Task prompt – Set down exactly, and only, the lines from the one with "the shirt pocket" to the final line of the entries, both included.

Data in this exercise –
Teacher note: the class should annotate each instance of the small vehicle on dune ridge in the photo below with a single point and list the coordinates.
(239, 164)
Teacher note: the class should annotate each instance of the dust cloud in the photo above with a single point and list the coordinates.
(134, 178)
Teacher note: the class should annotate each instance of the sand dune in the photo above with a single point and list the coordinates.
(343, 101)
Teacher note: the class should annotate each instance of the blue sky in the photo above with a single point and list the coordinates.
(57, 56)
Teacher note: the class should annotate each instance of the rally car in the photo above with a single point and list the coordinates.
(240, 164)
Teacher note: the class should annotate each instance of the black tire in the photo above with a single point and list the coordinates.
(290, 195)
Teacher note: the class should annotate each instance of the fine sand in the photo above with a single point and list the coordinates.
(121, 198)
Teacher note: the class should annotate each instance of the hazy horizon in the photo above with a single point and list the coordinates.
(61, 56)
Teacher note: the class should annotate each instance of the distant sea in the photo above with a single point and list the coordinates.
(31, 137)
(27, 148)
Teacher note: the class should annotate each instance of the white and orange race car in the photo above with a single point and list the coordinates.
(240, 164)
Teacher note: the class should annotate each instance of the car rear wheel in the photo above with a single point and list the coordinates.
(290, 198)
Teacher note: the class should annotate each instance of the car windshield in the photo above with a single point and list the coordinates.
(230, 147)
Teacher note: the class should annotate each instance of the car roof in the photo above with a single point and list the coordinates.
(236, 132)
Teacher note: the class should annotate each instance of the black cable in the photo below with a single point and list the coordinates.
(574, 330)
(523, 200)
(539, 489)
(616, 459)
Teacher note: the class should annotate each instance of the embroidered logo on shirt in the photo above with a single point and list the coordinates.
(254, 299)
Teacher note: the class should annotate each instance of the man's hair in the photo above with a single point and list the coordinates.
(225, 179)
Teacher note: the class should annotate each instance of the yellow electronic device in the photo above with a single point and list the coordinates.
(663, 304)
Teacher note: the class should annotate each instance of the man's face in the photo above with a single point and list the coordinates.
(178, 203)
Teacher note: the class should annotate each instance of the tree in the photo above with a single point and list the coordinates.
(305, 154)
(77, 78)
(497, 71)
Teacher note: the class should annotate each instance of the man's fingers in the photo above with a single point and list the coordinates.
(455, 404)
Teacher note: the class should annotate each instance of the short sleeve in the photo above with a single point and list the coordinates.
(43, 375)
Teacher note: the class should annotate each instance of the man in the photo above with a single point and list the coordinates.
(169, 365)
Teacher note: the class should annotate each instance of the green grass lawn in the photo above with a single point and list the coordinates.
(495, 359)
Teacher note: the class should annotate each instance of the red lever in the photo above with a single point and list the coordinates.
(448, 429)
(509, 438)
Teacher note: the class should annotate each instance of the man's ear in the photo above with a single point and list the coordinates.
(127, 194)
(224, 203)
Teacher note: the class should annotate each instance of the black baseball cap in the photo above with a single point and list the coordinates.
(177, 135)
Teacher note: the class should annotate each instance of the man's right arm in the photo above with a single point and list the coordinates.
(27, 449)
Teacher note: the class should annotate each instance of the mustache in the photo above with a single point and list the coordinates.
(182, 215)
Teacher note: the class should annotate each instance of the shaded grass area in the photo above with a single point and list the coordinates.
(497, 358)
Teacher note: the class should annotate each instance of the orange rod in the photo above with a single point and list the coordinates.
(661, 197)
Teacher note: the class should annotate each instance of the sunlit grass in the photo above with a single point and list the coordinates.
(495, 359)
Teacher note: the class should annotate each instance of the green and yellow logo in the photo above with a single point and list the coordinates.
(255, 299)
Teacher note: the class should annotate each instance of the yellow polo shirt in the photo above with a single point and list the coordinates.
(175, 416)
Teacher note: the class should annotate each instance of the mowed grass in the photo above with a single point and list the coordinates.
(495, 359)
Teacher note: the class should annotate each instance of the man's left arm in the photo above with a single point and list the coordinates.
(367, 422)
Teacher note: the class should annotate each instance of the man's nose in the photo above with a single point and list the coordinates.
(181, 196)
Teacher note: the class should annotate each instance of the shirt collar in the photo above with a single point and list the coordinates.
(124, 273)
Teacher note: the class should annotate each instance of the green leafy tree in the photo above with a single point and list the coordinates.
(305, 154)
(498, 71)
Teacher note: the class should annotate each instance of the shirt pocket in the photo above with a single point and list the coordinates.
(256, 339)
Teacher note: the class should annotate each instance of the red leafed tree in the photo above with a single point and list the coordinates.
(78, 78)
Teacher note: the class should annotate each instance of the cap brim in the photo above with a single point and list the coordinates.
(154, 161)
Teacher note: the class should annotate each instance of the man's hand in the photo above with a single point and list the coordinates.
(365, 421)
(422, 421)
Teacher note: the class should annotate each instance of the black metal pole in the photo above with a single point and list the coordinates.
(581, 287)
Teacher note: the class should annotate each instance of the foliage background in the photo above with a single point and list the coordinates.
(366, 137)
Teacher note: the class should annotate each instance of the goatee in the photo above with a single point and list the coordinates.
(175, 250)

Completed task –
Teacher note: the class should annotate each instance of the shirt pocket in the photo above with a single point and list the coordinates.
(256, 339)
Teacher note: the class should annotate each instance of the red leafed tree in the photo above with a single point and list the coordinates.
(78, 78)
Teacher note: the class should annotate each instance of the cap brim in the photo above with a single point and list the coordinates.
(154, 161)
Teacher note: the class should annotate each instance of the man's hand in the photo above with a single point and list the coordinates.
(365, 421)
(422, 421)
Teacher note: the class should annotate each instance of the black metal pole in the photo above with a single point and list the coordinates.
(581, 287)
Teacher note: the class should annotate each instance of the foliage background in the photo above with a single point and list the coordinates.
(366, 137)
Teacher note: the class should annotate each instance of the goatee in the photo above with a single point and list the coordinates.
(175, 250)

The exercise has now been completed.